### Consigna
Del texto sobre Uribe y el nuevo presidente, reproduce tal cual todo lo que va desde "Algunas de las" hasta "banda de mentiras.".

### Fragmento para leer
********************
Tu jefe soy yo
Yganó Uribe. Flaco favor le hemos hecho a Colombia eligiendo a un presidente insustancial, cuya principal virtud es el amor irracional que siente por quien le consiguió el trabajo.
Sería ingenuo negar cuál será la verdadera relación entre el presidente nominal y el “presidente eterno”: el primero, firmará los decretos y posará para las fotografías, y el segundo, se dedicará a gobernar; en ese sentido se pronunció -como si no lo supiésemos de sobra- Alicia Arango, jefe de debate de la campaña del Centro Democrático, y la más fuerte opción para encabezar el Ministerio de Cultura.
Algunas de las prioridades de la agenda del senador ya comenzaron a sentirse en el ambiente: el presidente nominal electo ha propuesto a su jefe como presidente real del nuevo Congreso, las mayorías parlamentarias han empezado a dilatar las urgentes decisiones sobre la JEP, en privado se adelantan reuniones para pulir los detalles del plan que busca unificar las altas cortes. Se va imponiendo Uribe, que persiste en mantenerse agazapado como si nadie supiera que su función desde el 7 de agosto será ejercer el mando.
Esta situación, que a cualquier demócrata promedio le parecería un escándalo, en Colombia es normal, e inclusive deseable, si tenemos en cuenta las 10 millones de almas que votaron por Uribe el domingo pasado, motivadas por el amor filial que sienten por su líder, devoción que comparten plenamente con la persona que llevará, cruzada en el pecho, la banda de mentiras.
Que sea normal un presidente subordinado al poder de su jefe político es un síntoma de lo que somos: un país anormal. En los países verdaderamente democráticos, los servidores públicos -y eso incluye a los presidentes- llegan al poder precisamente para servir al público, al pueblo, a la gente que votó por ellos, a la que votó por sus opositores a la que se abstuvo de votar; se saben prescindibles en caso de defraudar, de incumplir, de delinquir; se reconocen como el principal foco de críticas, exigencias y sanciones; y, por supuesto se la juegan toda para gobernar en nombre de la gente que les otorgó el honor de depositar en sus manos su destino.
Pero no es así por estos lares, y el presidente nominal le reportará a un simple senador los asuntos más trascendentales, de espaldas a la gente que tolera este disparate porque no es consciente de que en un país normal las obligaciones del jefe de estado son, única y exclusivamente, con los ciudadanos, a ellos se debe, a ellos les sirve, por ellos se esfuerza, a ellos les rinde cuentas.
Obviamente, la teoría aguanta todo, pero la realidad supera con creces los más terroríficos cálculos del deshonor, la abyección y la apatía. En Colombia sabemos que elegimos a un presidente fachada, a un testaferro político que no se atreverá a levantar la mano para apartarse de las instrucciones que le fueron impartidas, y eso es lo normal para nosotros los anormales.
Mientras sigamos comportándonos como las ovejas desorientadas que necesitan a su pastor para que les diga a dónde ir, no viviremos para ver a ningún ciudadano diciendo con la voz alta y firme: “Iván, tu jefe no es Uribe, soy yo”.
********************
### Información proporcionada
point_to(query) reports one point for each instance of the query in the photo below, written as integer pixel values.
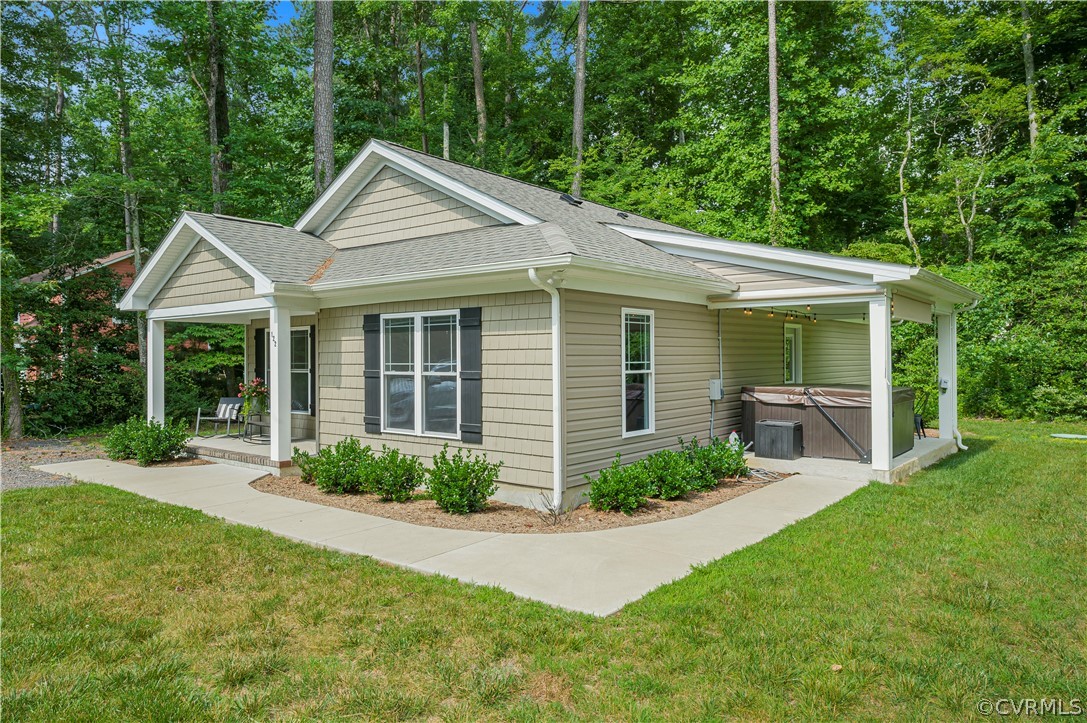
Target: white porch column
(879, 344)
(279, 383)
(947, 354)
(155, 370)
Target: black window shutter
(472, 374)
(313, 371)
(260, 361)
(372, 371)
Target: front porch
(245, 452)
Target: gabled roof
(94, 265)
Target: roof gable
(394, 207)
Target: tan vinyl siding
(516, 382)
(685, 358)
(204, 276)
(836, 352)
(394, 207)
(302, 426)
(751, 278)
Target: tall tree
(324, 159)
(582, 49)
(219, 120)
(477, 83)
(775, 158)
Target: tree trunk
(216, 108)
(1028, 66)
(54, 223)
(13, 399)
(901, 183)
(477, 77)
(324, 159)
(579, 52)
(419, 78)
(775, 160)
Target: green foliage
(716, 460)
(147, 441)
(619, 487)
(462, 483)
(345, 468)
(396, 476)
(671, 474)
(307, 464)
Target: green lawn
(969, 582)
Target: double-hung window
(638, 371)
(420, 365)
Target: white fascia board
(319, 215)
(221, 309)
(133, 299)
(261, 283)
(758, 253)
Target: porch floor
(926, 451)
(242, 452)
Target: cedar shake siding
(685, 359)
(395, 207)
(516, 384)
(204, 276)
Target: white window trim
(798, 353)
(651, 397)
(417, 372)
(309, 344)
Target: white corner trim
(319, 215)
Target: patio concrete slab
(597, 572)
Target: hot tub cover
(836, 396)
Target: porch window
(794, 353)
(638, 370)
(301, 368)
(420, 366)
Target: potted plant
(253, 395)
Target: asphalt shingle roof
(284, 253)
(279, 252)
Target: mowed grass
(970, 582)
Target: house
(420, 302)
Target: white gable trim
(169, 257)
(371, 159)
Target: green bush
(617, 487)
(462, 483)
(395, 476)
(716, 460)
(671, 474)
(307, 464)
(342, 469)
(146, 441)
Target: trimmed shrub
(344, 468)
(121, 441)
(716, 460)
(672, 474)
(307, 464)
(617, 487)
(396, 476)
(147, 441)
(462, 483)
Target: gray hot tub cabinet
(849, 406)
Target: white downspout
(556, 386)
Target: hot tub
(850, 407)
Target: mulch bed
(503, 518)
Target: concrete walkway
(594, 572)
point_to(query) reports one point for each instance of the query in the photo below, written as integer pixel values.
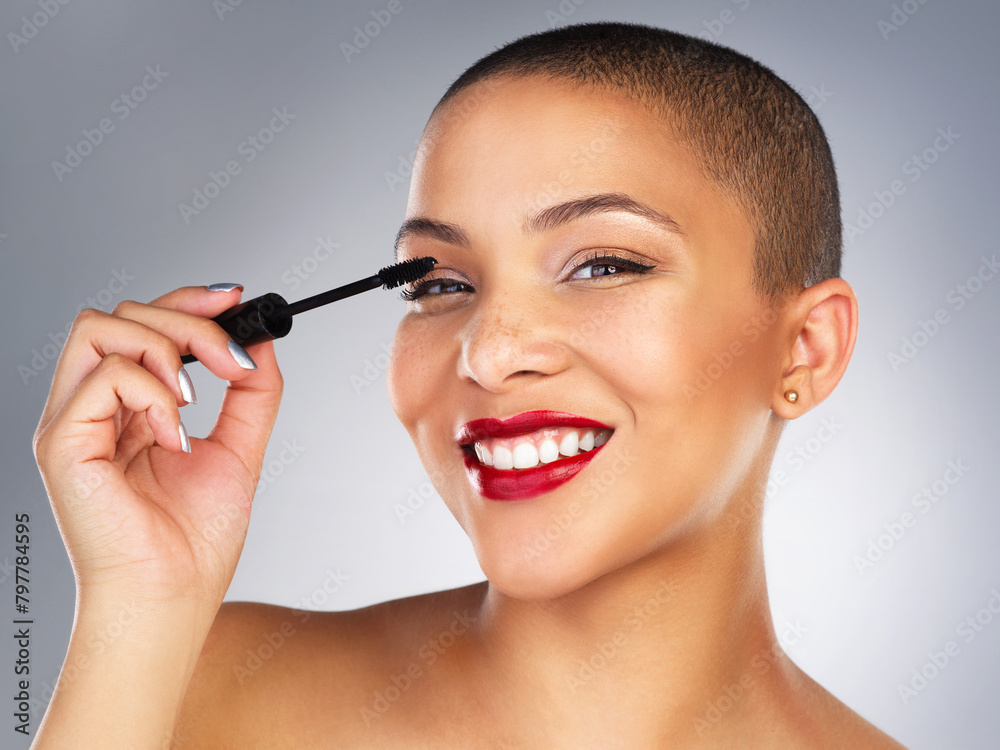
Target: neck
(675, 646)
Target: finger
(250, 407)
(193, 334)
(204, 301)
(95, 335)
(84, 428)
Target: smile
(544, 446)
(529, 454)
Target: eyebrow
(544, 220)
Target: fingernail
(187, 387)
(185, 441)
(243, 359)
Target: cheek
(412, 374)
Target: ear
(823, 329)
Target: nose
(512, 340)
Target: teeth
(502, 458)
(525, 456)
(548, 451)
(570, 443)
(541, 447)
(483, 454)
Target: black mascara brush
(270, 317)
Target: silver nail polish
(185, 441)
(243, 359)
(187, 387)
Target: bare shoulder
(271, 676)
(824, 721)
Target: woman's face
(667, 344)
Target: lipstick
(523, 484)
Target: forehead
(505, 148)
********************
### Respuesta a continuación
Algunas de las prioridades de la agenda del senador ya comenzaron a sentirse en el ambiente: el presidente nominal electo ha propuesto a su jefe como presidente real del nuevo Congreso, las mayorías parlamentarias han empezado a dilatar las urgentes decisiones sobre la JEP, en privado se adelantan reuniones para pulir los detalles del plan que busca unificar las altas cortes. Se va imponiendo Uribe, que persiste en mantenerse agazapado como si nadie supiera que su función desde el 7 de agosto será ejercer el mando.
Esta situación, que a cualquier demócrata promedio le parecería un escándalo, en Colombia es normal, e inclusive deseable, si tenemos en cuenta las 10 millones de almas que votaron por Uribe el domingo pasado, motivadas por el amor filial que sienten por su líder, devoción que comparten plenamente con la persona que llevará, cruzada en el pecho, la banda de mentiras.